**TRECHO FORNECIDO**

Críticas de argentino, que trocou cúpula do Mercosul por evento conservador em Santa Catarina neste fim de semana, incomodam integrantes do Executivo brasileiro
Por Eliane Oliveira — Brasilia
Planalto avalia que presidente da Argentina está 'quase passandos dos limites' — Foto: Brenno Carvalho/O Globo e Luis Robayo/AFP
Os ataques e a postura recente do presidente da Argentina, Javier Milei, geraram irritação entre integrantes do governo brasileiro e incomodaram o presidente Luiz Inácio Lula da Silva. A avaliação no Palácio do Planalto é que Milei está “quase passando dos limites”. Além de voltar a chamar Lula de “corrupto”, o chefe de Estado do país vizinho trocou a reunião de Cúpula do Mercosul, no Paraguai, para vir ao Brasil participar de um fórum internacional de conservadores.
O evento será no fim de semana, sem comunicação oficial da visita ao Itamaraty. Lula está bastante contrariado com as atitudes de Milei, segundo interlocutores, mas tem sido aconselhado a não reagir às provocações. Auxiliares de Lula entendem que o argentino mente quando qualifica Lula como corrupto, pois omite que, após passar dois anos preso, o Supremo Tribunal Federal decidiu anular provas que, na visão da Corte, estavam contaminadas.
Para o Planalto e o Itamaraty, é fundamental, neste momento, evitar uma escalada no clima já ruim entre os líderes das duas principais economias do Mercosul. Até o momento, Lula tem seguido o mandamento de jamais subir o tom mesma proporção do mandatário argentino.
Na semana passada, em entrevista ao portal UOL, Lula cobrou um pedido de desculpas do presidente da Argentina. Afirmou que Milei disse “muita bobagem”. Milei devolveu ao afirmar que não iria se desculpar por ter dito a verdade e ainda se queixou de que o petista havia feito campanha para o peronista Sergio Massa nas eleições do ano passado.
Ida a Santa Catarina
Colecionando desafetos dentro e fora da América do Sul, Milei se sentirá mais confortável no fórum de conservadores, em Santa Catarina, do que em Assunção, avaliam interlocutores do governo brasileiro. Ao lado de representantes da extrema direita internacional, o argentino terá um palanque favorável.
Somente peças raras e controvesas
Se comparecesse à cúpula do Mercosul, o argentino estaria frente a frente não apenas com Lula, mas com o presidente da Bolívia, Luis Arce — a quem acusou de ter planejado a tentativa de um golpe de Estado, semana passada — e o presidente da Colômbia, Gustavo Petro.
Existe a previsão, incomum para a tradição diplomática, de que Milei entre no Brasil como turista. Isso, por outro lado, tiraria qualquer tipo de benefício dado a um chefe de Estado, como segurança pessoal.
A previsão é que Javier Milei faça uma palestra durante a Conferência de Ação Política Conservadora (CPAC), que será realizada no fim de semana, em Balneário Camboriú. O argentino deverá se reunir com o ex-presidente Jair Bolsonaro.

**Entradas de um conjunto de dados**
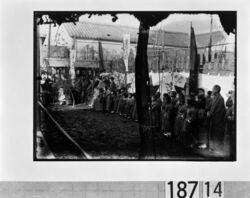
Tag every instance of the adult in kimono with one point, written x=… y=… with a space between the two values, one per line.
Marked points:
x=128 y=105
x=112 y=84
x=189 y=127
x=216 y=117
x=116 y=98
x=178 y=126
x=201 y=130
x=230 y=126
x=156 y=111
x=167 y=115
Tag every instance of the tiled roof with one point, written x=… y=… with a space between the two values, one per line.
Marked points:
x=95 y=31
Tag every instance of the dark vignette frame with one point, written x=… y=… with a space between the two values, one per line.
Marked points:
x=36 y=77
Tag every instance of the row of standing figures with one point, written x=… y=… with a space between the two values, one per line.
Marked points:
x=203 y=121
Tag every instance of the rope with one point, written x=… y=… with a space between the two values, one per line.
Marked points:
x=85 y=154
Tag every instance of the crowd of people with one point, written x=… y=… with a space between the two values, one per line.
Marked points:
x=201 y=120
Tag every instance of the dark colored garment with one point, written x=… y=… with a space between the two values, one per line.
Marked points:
x=229 y=102
x=208 y=103
x=167 y=117
x=112 y=86
x=178 y=125
x=116 y=102
x=189 y=127
x=217 y=120
x=201 y=126
x=230 y=130
x=156 y=113
x=128 y=107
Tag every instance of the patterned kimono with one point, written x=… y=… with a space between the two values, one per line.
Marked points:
x=167 y=117
x=217 y=121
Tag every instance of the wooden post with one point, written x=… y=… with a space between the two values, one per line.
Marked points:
x=142 y=84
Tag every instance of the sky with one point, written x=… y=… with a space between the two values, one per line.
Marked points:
x=175 y=22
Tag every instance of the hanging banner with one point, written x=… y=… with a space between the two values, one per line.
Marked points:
x=126 y=49
x=72 y=63
x=179 y=80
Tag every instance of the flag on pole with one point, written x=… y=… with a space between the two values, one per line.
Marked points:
x=72 y=61
x=101 y=62
x=210 y=42
x=126 y=49
x=193 y=63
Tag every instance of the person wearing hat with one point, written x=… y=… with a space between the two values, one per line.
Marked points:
x=216 y=116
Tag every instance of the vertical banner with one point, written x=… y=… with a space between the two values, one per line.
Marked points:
x=126 y=49
x=101 y=61
x=193 y=64
x=72 y=63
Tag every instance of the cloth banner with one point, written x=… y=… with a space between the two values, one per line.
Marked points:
x=72 y=63
x=179 y=80
x=126 y=49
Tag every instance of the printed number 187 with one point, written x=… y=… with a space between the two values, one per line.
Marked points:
x=182 y=189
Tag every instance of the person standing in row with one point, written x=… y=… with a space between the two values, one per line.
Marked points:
x=216 y=116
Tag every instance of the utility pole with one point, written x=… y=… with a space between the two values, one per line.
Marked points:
x=48 y=55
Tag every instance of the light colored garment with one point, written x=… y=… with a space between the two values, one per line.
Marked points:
x=95 y=95
x=61 y=96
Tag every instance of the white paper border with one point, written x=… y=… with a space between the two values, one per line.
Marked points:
x=16 y=100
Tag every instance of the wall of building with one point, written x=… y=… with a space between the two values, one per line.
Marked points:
x=83 y=190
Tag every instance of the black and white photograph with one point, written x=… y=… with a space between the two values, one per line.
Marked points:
x=135 y=85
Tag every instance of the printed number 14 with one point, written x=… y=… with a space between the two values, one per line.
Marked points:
x=213 y=189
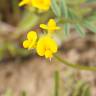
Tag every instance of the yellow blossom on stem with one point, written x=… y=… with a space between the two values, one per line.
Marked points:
x=51 y=26
x=46 y=46
x=30 y=43
x=25 y=2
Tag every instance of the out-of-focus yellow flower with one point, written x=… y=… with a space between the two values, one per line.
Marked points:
x=30 y=43
x=25 y=2
x=46 y=46
x=41 y=4
x=51 y=26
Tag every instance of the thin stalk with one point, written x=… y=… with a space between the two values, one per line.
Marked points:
x=78 y=66
x=56 y=80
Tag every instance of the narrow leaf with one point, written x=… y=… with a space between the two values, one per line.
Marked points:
x=55 y=8
x=90 y=26
x=80 y=30
x=56 y=80
x=64 y=10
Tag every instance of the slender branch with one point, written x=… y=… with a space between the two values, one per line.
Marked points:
x=56 y=80
x=74 y=65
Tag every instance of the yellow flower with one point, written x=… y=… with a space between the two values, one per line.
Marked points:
x=31 y=40
x=46 y=46
x=41 y=4
x=25 y=2
x=51 y=26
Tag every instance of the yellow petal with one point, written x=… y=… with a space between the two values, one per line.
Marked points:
x=51 y=23
x=23 y=2
x=48 y=54
x=32 y=35
x=26 y=44
x=43 y=26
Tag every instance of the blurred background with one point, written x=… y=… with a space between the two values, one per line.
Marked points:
x=23 y=73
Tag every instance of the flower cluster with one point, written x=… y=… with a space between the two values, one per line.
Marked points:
x=45 y=45
x=40 y=4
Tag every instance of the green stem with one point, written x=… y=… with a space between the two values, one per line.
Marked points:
x=78 y=66
x=56 y=80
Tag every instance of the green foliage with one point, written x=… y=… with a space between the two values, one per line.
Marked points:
x=72 y=11
x=81 y=89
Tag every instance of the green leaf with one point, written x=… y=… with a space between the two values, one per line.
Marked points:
x=78 y=86
x=89 y=26
x=28 y=21
x=86 y=90
x=64 y=10
x=66 y=29
x=80 y=30
x=8 y=92
x=56 y=80
x=55 y=8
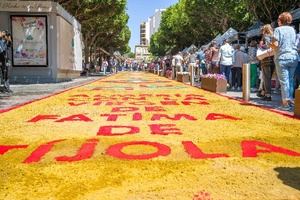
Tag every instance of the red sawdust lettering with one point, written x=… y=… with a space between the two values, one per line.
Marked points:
x=196 y=153
x=43 y=117
x=125 y=109
x=77 y=104
x=154 y=109
x=175 y=118
x=40 y=152
x=141 y=103
x=164 y=129
x=111 y=130
x=217 y=116
x=250 y=150
x=6 y=148
x=85 y=152
x=114 y=103
x=112 y=117
x=137 y=117
x=75 y=118
x=116 y=150
x=188 y=103
x=169 y=103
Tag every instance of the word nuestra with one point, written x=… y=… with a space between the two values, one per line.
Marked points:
x=250 y=149
x=137 y=100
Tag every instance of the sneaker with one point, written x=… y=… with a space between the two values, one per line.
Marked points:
x=258 y=94
x=285 y=108
x=265 y=98
x=253 y=90
x=291 y=103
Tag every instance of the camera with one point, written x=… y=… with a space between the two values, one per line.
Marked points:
x=7 y=33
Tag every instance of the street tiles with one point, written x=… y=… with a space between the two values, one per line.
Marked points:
x=140 y=136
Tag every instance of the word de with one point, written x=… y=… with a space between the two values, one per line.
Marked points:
x=250 y=149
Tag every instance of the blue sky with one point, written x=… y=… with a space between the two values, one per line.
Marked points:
x=139 y=11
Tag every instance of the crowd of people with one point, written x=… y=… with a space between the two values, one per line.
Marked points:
x=279 y=68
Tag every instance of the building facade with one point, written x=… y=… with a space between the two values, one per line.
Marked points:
x=142 y=53
x=149 y=27
x=47 y=41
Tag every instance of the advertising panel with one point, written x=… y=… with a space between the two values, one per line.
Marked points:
x=29 y=41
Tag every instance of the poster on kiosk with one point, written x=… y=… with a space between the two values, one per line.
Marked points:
x=29 y=41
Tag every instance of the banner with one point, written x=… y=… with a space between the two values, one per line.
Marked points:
x=29 y=40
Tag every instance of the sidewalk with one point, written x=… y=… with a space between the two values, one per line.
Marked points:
x=274 y=104
x=25 y=93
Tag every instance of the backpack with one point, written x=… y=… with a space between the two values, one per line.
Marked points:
x=2 y=46
x=208 y=55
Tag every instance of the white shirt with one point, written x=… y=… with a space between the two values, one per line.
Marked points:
x=226 y=54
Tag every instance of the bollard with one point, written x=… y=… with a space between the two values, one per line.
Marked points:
x=158 y=70
x=297 y=103
x=173 y=72
x=246 y=82
x=192 y=77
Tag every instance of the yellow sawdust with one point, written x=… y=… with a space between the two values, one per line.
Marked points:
x=176 y=176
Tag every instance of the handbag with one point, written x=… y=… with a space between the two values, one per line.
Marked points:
x=264 y=53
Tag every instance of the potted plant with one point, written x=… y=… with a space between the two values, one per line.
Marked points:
x=214 y=83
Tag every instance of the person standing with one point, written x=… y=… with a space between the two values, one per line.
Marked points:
x=214 y=67
x=286 y=57
x=201 y=61
x=297 y=72
x=240 y=58
x=5 y=43
x=267 y=64
x=253 y=65
x=226 y=59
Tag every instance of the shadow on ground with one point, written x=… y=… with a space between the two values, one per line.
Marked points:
x=289 y=176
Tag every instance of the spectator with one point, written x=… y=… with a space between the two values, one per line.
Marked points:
x=226 y=59
x=297 y=73
x=267 y=64
x=286 y=57
x=253 y=65
x=208 y=58
x=239 y=58
x=201 y=60
x=214 y=67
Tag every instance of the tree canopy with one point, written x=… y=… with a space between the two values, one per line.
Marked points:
x=199 y=21
x=104 y=24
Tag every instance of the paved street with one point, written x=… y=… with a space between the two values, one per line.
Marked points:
x=135 y=135
x=24 y=93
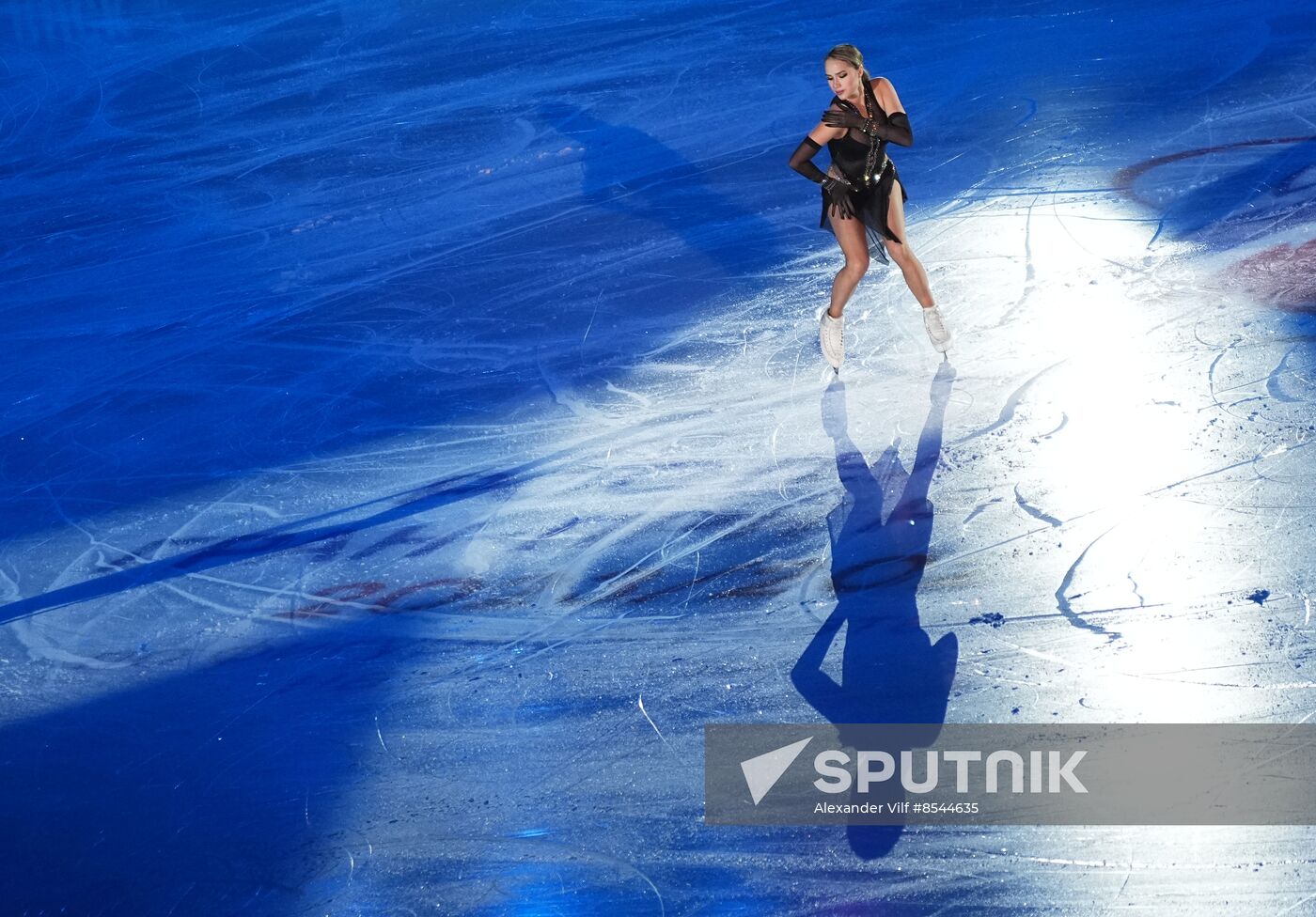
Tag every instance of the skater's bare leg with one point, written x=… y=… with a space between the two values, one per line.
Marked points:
x=903 y=256
x=854 y=246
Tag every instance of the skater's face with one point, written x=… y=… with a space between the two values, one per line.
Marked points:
x=842 y=76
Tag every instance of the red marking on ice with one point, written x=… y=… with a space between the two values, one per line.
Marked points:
x=1282 y=273
x=1125 y=178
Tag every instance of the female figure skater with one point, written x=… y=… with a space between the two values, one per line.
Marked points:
x=858 y=204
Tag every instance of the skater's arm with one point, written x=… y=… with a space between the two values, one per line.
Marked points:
x=815 y=686
x=805 y=153
x=838 y=190
x=897 y=128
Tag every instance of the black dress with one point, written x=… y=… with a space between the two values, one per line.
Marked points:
x=872 y=200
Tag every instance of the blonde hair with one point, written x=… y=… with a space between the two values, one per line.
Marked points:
x=854 y=56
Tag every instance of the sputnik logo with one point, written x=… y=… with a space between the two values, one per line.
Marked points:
x=763 y=771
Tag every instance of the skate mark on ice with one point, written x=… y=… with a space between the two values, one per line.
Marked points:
x=1033 y=511
x=1062 y=425
x=1007 y=412
x=1273 y=379
x=979 y=509
x=1062 y=601
x=272 y=541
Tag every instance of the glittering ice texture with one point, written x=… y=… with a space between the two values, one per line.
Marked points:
x=415 y=431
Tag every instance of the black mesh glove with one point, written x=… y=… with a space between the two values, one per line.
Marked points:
x=802 y=164
x=838 y=196
x=895 y=128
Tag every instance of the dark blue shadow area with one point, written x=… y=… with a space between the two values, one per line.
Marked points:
x=891 y=673
x=1244 y=193
x=217 y=791
x=285 y=234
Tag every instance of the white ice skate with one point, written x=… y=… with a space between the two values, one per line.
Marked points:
x=937 y=331
x=832 y=338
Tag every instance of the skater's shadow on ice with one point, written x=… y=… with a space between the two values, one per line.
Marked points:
x=891 y=673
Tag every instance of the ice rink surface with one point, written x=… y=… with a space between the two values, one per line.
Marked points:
x=415 y=431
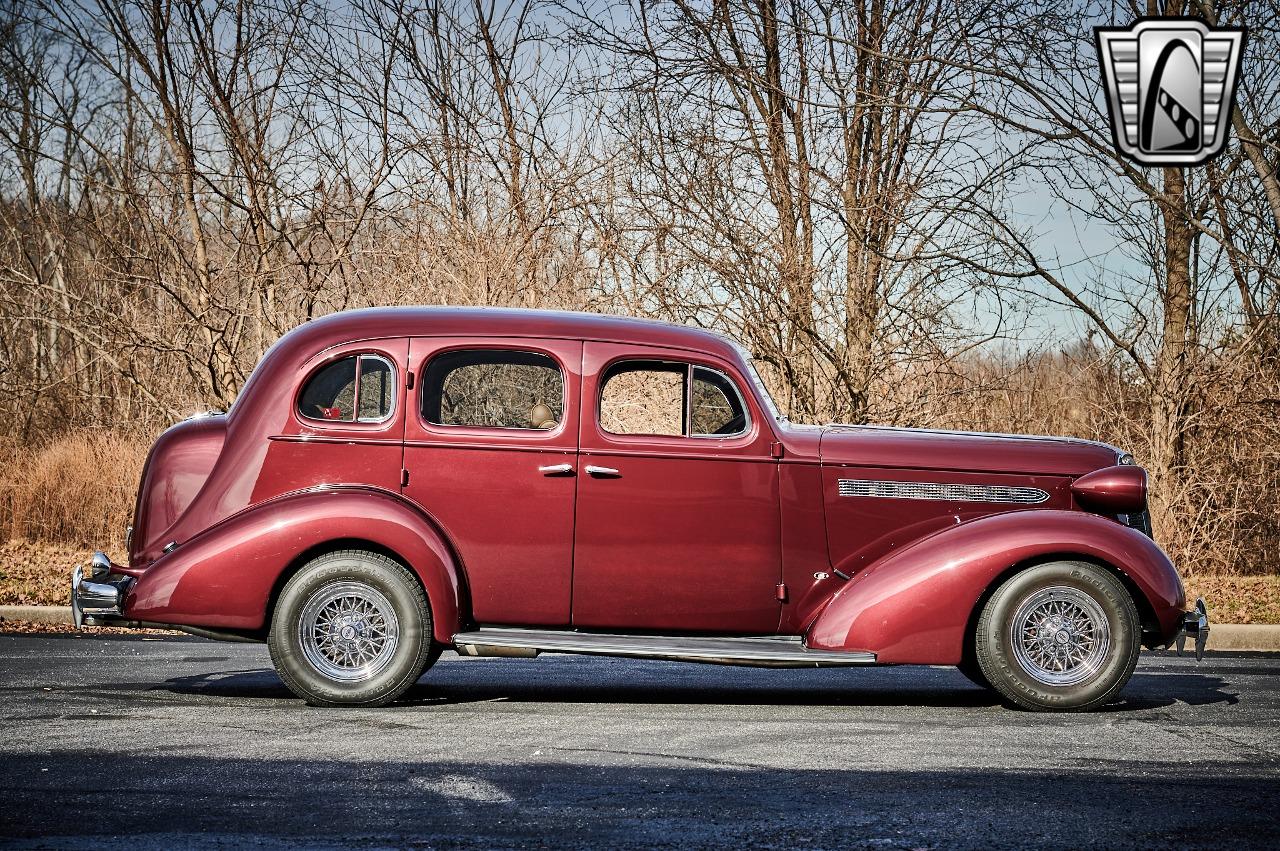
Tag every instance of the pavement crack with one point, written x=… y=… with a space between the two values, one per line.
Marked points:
x=698 y=760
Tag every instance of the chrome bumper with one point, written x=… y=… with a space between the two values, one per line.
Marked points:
x=96 y=599
x=1194 y=627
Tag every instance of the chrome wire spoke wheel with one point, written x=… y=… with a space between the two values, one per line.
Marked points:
x=1060 y=636
x=348 y=631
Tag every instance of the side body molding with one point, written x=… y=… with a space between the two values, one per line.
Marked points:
x=913 y=605
x=224 y=576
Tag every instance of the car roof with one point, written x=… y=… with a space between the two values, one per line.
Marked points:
x=376 y=323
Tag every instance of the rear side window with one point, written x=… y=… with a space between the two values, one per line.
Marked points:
x=493 y=389
x=672 y=399
x=360 y=388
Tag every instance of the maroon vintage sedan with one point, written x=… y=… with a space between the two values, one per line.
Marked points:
x=396 y=481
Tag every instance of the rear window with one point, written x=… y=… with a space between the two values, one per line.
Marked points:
x=493 y=389
x=359 y=388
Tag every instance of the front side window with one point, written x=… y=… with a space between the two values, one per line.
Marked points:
x=359 y=388
x=493 y=389
x=671 y=399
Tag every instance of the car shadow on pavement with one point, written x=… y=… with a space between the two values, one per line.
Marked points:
x=618 y=799
x=517 y=682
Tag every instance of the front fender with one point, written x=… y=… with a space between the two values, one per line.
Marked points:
x=224 y=576
x=914 y=605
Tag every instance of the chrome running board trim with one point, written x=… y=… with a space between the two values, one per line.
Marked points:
x=768 y=652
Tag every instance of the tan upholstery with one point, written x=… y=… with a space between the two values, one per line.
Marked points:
x=542 y=417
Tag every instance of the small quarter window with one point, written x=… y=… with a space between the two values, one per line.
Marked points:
x=717 y=408
x=671 y=399
x=493 y=389
x=644 y=398
x=359 y=388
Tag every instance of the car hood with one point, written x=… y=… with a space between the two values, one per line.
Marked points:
x=963 y=451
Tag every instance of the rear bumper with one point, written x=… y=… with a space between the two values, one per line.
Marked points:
x=1194 y=627
x=97 y=596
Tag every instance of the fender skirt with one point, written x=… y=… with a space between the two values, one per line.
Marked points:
x=914 y=605
x=224 y=576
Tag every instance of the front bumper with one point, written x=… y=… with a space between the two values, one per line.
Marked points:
x=1194 y=627
x=97 y=598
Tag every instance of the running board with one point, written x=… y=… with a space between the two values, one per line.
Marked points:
x=769 y=652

**INSTRUÇÕES DE TRABALHO**
#1 Segundo a matéria, em que cidade será realizada a Conferência de Ação Política Conservadora?
#2 Reproduza as linhas do conjunto de dados, começando na que contém "Tag every instance of the side body" e terminando na que contém "x=376 y=323", com as instruções incluídas. Desloque em 60 cada valor de coordenada das respostas.
A matéria e as linhas do conjunto de dados não têm relação entre si.

**RESPOSTAS DO EXERCÍCIO**
#1 Em Balneário Camboriú.

#2
Tag every instance of the side body molding with one point, written x=… y=… with a space between the two values, one per line.
Marked points:
x=973 y=665
x=284 y=636
Tag every instance of the car roof with one point, written x=… y=… with a space between the two values, one per line.
Marked points:
x=436 y=383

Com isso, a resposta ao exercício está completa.